Prompt A> Decide whether each statement agrees with the excerpt on Big Tech AI merger evasions. Answer yes or no for each, quoting the deciding words. (i) Microsoft finished a cooperation agreement with the French startup Mistral. (ii) The partnerships described shift ownership of the smaller AI labs to Big Tech. (iii) Generative AI relies less on computing power than many other services.
Prompt B> According to the excerpt on Big Tech AI merger evasions, where is the startup G42 from?

Text for analysis>
Overcoming Big Tech AI Merger Evasions: Innovating EU Competition Law through the AI Act

By Jacob Schaal and Tekla Emborg, Winter 2024 Fellows

Cross-posted on Verfassungsblog


 

Big Tech is, perhaps, too big; and ever more so. Companies like Google and Microsoft evade the EU Merger Regulation by entering partnerships with smaller AI labs that fall short of shifting ownership but nevertheless increase the monopolistic power of Big Tech. These quasi-mergers are particularly problematic in the context of generative AI, which relies even more than many other services on incredibly vast computing power. To illustrate the relevance of this phenomenon, Microsoft alone finished two cooperation agreements in the last month: one with the French startup Mistral and one with the startup G42 from Abu Dhabi. By their structural design, most large AI models need humongous amounts of data and computing power to train their models. In simple terms, dominance in other markets cause an unfair advantage compared to startups by the huge amount of capital necessary to buy the relevant chips, and the huge amount of proprietary data the social media platforms in question can uniquely access. That is a dire state from an economic as well as a more fundamental and democratic perspective, as concentrating economic might in the hands of very few companies may cause problems down the road.

Data excerpts>
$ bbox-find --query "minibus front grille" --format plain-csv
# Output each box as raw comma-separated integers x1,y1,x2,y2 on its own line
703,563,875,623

==

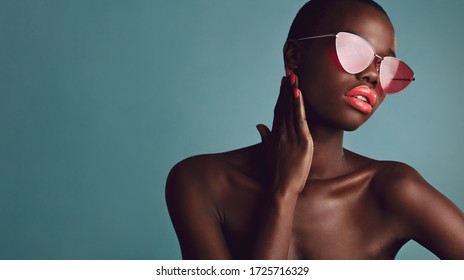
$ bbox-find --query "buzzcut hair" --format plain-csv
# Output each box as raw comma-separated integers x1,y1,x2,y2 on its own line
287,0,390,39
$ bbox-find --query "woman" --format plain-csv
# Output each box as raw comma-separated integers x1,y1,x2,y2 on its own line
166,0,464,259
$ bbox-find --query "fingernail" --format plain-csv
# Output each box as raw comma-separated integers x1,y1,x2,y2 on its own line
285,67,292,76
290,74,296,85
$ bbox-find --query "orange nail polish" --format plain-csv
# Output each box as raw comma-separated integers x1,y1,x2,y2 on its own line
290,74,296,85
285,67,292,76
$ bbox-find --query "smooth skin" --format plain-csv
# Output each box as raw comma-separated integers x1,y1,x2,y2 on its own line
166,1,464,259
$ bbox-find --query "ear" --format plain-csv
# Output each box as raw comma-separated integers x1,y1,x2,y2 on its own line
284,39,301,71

--

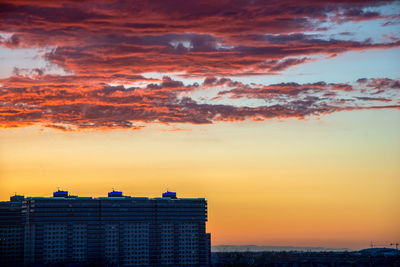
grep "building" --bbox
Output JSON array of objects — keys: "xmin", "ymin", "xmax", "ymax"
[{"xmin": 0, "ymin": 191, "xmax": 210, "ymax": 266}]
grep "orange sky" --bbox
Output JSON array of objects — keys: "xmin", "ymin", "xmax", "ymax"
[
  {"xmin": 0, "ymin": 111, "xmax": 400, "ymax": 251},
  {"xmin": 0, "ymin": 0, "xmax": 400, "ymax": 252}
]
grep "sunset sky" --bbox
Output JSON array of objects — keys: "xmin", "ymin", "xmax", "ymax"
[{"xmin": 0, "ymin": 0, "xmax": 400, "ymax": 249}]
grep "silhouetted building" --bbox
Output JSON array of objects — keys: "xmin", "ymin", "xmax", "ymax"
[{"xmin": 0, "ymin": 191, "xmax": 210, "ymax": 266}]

Response box A>
(i) Yes: "one with the French startup Mistral"
(ii) No: "fall short of shifting ownership"
(iii) No: "relies even more than many other services on incredibly vast computing power"

Response box B> Abu Dhabi